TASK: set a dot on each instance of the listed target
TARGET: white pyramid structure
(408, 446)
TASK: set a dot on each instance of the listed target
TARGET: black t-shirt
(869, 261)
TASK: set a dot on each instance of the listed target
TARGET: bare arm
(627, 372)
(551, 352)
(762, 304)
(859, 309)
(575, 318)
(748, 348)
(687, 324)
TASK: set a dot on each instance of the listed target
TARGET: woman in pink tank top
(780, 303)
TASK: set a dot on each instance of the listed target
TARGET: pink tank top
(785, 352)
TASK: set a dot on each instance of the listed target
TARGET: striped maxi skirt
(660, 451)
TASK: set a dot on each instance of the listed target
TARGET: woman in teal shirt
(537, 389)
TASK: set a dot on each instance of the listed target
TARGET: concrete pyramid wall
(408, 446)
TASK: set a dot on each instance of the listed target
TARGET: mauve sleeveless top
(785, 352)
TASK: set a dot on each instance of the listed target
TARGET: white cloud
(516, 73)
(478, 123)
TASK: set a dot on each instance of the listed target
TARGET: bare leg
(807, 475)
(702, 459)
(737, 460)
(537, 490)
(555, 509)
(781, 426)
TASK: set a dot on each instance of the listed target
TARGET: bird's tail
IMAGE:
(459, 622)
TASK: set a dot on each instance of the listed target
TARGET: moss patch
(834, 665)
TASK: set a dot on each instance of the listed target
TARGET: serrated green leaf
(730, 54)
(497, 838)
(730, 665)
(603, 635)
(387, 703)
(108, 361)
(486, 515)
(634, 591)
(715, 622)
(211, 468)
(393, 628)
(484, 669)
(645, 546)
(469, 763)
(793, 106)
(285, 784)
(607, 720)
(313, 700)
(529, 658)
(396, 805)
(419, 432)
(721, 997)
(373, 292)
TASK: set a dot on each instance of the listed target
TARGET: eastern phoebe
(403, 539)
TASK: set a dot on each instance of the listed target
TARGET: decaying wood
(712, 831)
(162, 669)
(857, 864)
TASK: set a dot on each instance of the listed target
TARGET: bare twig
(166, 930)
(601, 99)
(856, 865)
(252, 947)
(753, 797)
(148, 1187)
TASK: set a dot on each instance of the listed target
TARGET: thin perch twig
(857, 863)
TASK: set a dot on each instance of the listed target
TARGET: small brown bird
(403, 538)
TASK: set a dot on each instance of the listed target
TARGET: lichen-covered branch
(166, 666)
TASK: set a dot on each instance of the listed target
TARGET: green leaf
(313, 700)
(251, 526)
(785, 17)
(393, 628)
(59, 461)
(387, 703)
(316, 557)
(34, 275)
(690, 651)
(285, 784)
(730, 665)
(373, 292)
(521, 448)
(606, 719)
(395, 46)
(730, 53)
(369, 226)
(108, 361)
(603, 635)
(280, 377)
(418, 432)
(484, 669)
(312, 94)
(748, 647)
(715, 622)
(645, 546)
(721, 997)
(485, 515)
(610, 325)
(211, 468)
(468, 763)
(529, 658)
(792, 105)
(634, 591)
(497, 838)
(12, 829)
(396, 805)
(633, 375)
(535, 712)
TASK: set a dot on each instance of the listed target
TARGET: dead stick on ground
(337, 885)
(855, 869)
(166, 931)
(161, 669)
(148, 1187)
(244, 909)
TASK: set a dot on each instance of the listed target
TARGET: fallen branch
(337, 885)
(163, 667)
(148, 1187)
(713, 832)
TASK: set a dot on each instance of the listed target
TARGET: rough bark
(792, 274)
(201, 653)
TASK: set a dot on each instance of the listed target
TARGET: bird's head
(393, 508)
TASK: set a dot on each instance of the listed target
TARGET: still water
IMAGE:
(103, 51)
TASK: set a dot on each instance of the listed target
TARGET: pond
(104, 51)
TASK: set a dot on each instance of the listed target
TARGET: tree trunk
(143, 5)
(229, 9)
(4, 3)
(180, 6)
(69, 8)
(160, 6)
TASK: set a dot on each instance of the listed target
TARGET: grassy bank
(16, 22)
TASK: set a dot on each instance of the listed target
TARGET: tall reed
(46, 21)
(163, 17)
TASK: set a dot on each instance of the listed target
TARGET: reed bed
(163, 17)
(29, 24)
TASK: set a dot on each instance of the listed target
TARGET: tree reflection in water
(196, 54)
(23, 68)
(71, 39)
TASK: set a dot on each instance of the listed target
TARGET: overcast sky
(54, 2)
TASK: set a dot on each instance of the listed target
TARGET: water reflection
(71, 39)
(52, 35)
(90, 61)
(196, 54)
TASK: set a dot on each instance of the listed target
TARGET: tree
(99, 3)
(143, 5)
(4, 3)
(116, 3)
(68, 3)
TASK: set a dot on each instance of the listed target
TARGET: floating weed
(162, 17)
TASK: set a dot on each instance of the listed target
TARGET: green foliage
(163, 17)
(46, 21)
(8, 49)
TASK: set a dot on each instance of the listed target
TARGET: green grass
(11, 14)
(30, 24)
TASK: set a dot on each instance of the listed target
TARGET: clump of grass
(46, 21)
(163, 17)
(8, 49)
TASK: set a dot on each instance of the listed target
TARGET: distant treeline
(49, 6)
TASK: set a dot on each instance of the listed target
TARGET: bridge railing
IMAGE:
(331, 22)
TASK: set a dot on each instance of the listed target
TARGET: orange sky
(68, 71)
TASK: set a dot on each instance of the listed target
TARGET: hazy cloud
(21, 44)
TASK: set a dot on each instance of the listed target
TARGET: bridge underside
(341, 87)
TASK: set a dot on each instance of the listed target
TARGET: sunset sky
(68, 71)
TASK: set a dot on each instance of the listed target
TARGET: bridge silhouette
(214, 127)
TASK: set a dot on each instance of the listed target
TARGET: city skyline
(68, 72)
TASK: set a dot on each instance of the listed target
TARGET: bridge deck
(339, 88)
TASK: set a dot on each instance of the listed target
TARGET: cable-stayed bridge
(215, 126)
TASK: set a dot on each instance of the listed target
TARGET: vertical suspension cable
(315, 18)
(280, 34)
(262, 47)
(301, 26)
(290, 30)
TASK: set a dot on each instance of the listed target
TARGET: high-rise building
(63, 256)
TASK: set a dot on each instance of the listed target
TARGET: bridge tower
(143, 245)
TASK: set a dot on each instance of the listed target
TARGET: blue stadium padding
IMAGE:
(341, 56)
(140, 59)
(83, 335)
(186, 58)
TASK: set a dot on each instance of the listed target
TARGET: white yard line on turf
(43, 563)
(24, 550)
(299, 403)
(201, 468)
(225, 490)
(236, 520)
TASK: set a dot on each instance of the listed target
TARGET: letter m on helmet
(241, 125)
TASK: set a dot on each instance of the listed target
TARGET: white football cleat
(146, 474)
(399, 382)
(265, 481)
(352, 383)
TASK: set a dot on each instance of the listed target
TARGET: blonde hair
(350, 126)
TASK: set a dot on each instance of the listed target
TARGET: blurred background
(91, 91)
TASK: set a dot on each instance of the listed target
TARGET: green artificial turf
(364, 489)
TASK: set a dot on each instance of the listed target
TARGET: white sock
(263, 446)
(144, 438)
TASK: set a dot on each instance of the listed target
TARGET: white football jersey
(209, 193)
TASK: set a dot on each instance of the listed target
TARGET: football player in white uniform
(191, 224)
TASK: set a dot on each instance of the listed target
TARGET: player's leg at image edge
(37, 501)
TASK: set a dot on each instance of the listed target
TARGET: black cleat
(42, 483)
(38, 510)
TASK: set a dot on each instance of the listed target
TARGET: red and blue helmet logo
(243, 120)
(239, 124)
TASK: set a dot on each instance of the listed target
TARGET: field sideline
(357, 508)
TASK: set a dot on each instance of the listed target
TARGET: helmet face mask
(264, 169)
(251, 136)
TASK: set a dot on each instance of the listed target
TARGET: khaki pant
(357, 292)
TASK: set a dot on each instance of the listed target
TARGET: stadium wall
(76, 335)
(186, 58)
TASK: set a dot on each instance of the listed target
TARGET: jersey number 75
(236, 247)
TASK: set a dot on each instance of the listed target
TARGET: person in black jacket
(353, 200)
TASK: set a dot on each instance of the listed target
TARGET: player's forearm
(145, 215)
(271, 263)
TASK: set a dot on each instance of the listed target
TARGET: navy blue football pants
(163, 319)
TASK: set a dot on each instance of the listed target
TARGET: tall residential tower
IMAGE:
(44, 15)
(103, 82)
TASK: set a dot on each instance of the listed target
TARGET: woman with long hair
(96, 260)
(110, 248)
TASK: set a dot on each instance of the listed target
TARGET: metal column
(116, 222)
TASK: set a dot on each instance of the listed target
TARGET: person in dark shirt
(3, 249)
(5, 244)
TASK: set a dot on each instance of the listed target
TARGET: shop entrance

Exercise instructions: Pick out every line of the material above that contains the string "twig", and copy each one. Case counts.

Complete output:
TARGET: bare twig
TARGET: thin perch twig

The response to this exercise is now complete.